TAREFA: Dê continuidade ao texto sobre a força da necessidade na vida do trabalhador, começando logo depois da última frase mostrada.

TEXTO FORNECIDO:
+ + + +

Como pode ser entendido isso?

Como um ato de malícia e muitas outras coisas não favoráveis para a classe trabalhadora, aproveitando da necessidade porque passa todo trabalhador, para prover a sua existência e a dos seus!

Por falar em necessidade, de lembrar Eurípedes que, em sua bela tragédia Alceste, uma das que contribuiu para imortalizar o teatro grego, agudamente fez observar, por um de seus personagens, a força irresistível da necessidade, ao fazê-lo declarar5:

Alçou-me um dia a Musa, em suas asas, à região celeste, e de lá, depois de observar todas as coisas que existem, nada vi mais poderoso do que a Necessidade! Nem as fórmulas sagradas de Orfeu, inscritas nos estélios da Trácia, nem os violentos remédios que Apolo ensinou aos filhos de Esculápio, para que minorassem os sofrimentos dos mortais.

+ + + +

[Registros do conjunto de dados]
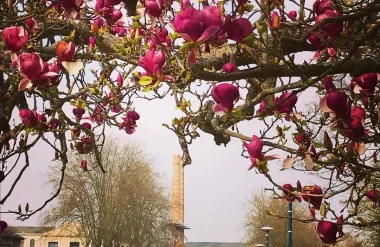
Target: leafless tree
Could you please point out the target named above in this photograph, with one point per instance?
(127, 204)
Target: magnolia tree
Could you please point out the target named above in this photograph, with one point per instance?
(235, 60)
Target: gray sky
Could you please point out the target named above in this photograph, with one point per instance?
(217, 184)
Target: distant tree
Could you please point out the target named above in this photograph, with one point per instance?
(127, 204)
(261, 205)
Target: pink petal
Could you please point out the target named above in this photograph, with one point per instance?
(49, 74)
(323, 105)
(298, 115)
(72, 67)
(361, 148)
(219, 109)
(287, 163)
(273, 157)
(357, 89)
(24, 83)
(169, 78)
(309, 164)
(192, 57)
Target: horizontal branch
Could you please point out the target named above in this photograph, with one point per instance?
(354, 67)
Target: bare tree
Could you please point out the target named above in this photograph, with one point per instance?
(261, 209)
(127, 204)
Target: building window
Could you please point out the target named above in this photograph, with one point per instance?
(53, 244)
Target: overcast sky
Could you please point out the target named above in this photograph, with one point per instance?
(217, 184)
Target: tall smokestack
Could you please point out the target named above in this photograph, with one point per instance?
(181, 192)
(178, 202)
(176, 189)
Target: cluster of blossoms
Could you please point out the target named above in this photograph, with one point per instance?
(199, 30)
(328, 31)
(313, 194)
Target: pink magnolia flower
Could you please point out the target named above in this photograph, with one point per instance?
(91, 42)
(333, 29)
(105, 4)
(29, 118)
(366, 83)
(83, 165)
(337, 102)
(224, 95)
(97, 24)
(286, 102)
(331, 52)
(328, 83)
(15, 37)
(71, 8)
(84, 146)
(274, 23)
(31, 23)
(152, 62)
(229, 67)
(239, 29)
(31, 68)
(78, 112)
(262, 108)
(112, 14)
(3, 225)
(65, 51)
(154, 7)
(120, 80)
(292, 15)
(185, 4)
(119, 29)
(129, 122)
(54, 123)
(374, 196)
(313, 195)
(358, 112)
(320, 6)
(198, 25)
(41, 118)
(328, 230)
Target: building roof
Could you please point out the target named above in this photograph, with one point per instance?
(10, 235)
(213, 244)
(29, 229)
(72, 229)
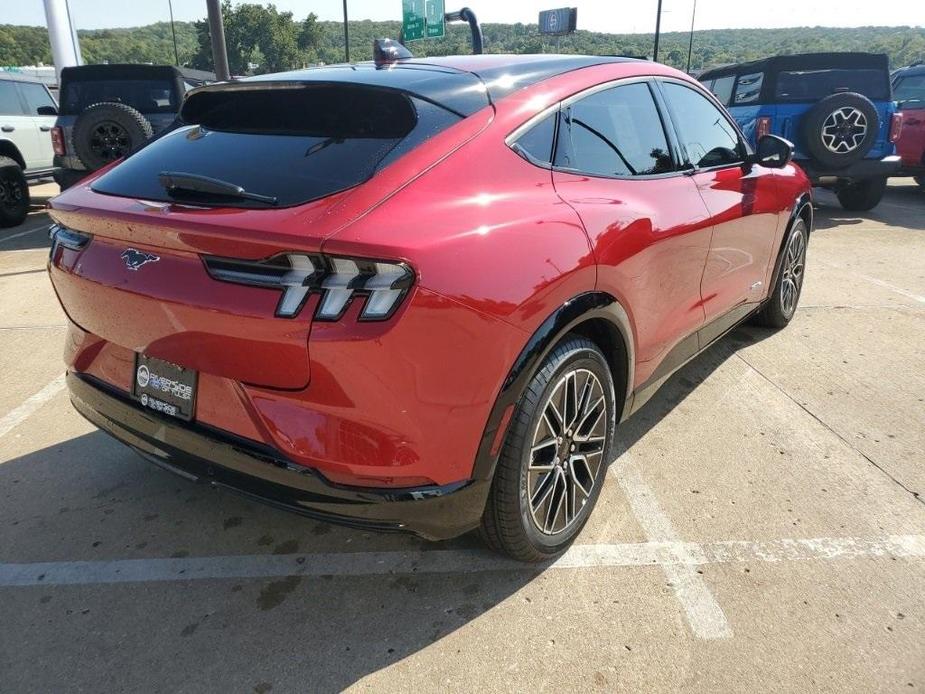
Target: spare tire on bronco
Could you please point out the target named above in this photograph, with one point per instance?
(840, 129)
(108, 131)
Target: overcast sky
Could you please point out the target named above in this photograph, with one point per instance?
(616, 16)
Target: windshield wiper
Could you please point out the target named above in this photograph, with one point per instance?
(177, 181)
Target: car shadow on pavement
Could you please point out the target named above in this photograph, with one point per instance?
(676, 389)
(31, 234)
(902, 205)
(91, 499)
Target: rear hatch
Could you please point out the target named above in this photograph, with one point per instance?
(257, 171)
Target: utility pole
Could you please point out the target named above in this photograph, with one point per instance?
(690, 44)
(65, 49)
(346, 35)
(176, 53)
(658, 29)
(217, 32)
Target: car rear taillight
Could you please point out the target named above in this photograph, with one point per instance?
(762, 127)
(57, 141)
(896, 127)
(338, 279)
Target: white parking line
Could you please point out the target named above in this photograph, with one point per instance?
(32, 403)
(704, 615)
(645, 554)
(893, 288)
(877, 281)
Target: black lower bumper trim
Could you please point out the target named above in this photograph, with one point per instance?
(208, 455)
(863, 168)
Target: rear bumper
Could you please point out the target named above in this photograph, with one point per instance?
(865, 168)
(205, 454)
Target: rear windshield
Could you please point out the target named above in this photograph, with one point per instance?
(812, 85)
(294, 145)
(147, 96)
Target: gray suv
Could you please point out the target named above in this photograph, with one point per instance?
(108, 111)
(27, 114)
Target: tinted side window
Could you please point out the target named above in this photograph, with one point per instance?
(722, 88)
(748, 88)
(536, 143)
(705, 132)
(812, 85)
(36, 96)
(146, 96)
(616, 132)
(9, 99)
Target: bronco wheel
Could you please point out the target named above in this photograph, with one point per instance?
(782, 304)
(108, 131)
(552, 465)
(840, 129)
(14, 194)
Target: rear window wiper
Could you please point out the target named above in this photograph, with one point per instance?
(195, 183)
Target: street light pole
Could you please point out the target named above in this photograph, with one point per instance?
(217, 32)
(346, 35)
(690, 44)
(176, 53)
(658, 29)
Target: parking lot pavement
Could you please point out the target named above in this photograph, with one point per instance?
(763, 528)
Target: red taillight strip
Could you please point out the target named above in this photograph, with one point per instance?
(300, 274)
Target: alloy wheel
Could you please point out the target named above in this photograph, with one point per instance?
(109, 141)
(844, 130)
(10, 193)
(794, 264)
(567, 451)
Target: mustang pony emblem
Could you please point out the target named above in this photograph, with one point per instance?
(134, 258)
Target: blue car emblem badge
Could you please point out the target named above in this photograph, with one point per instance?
(134, 258)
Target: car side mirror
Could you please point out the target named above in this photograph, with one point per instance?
(773, 152)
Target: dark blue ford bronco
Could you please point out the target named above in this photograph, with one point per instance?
(837, 108)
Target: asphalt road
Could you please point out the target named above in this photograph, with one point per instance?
(763, 528)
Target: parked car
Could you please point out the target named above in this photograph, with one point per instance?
(909, 92)
(108, 111)
(27, 112)
(836, 107)
(421, 298)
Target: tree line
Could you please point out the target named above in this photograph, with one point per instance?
(262, 39)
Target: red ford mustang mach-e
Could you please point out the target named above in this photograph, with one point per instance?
(420, 295)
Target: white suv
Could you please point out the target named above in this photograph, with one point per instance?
(27, 115)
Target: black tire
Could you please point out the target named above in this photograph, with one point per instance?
(779, 310)
(508, 523)
(14, 193)
(863, 195)
(107, 131)
(835, 123)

+ + + +

RESPOSTA DA TAREFA:
Só ela, entre as deusas, não tem altares, nem imagens, a que possamos levar nossos tributos: nem recebe vítimas em holocausto. Ó temerosa divindade! Não sejas mais cruel para comigo, do que já tens sido até hoje! Tudo o que Júpiter ordena, és tu que executas sem demora; até o ferro dos Calíbios tu vergas e dominas; e nada conseguirá abrandar teu coração inflexível!.

A propósito do argumento da crise, de lembrar, à partida, que o Direito do Trabalho nasceu com e por causa de crise; logo, viver/conviver com crise, não é novidade para esse ramo do direito! Ou seja, falar em crise do Direito do Trabalho é algo repetitivo, carente de imaginação e vigor, pois ele já não nasceu nos braços de uma crise? E que sempre o acompanha?

Aliás, como diz Antonio David Cattani, há um abuso na utilização do vocábulo crise, e sem maior especificação de sua relação com o que, para melhor situar a sua efetiva ocorrência, em suas palavras6: “Entretanto, o uso indiscriminado desse termo {crise} provocou o seu desgaste. Ele é abusadamente empregado para referir-se a qualquer evolução considerada problemática, numa ordem pensada como normal ou estável. Porém, essa ordem raramente é conceituada ou descrita com objetividade. Ela aparece, antes, como uma hipotética época de ouro, como uma mítica belle époque que teria existido no passado”.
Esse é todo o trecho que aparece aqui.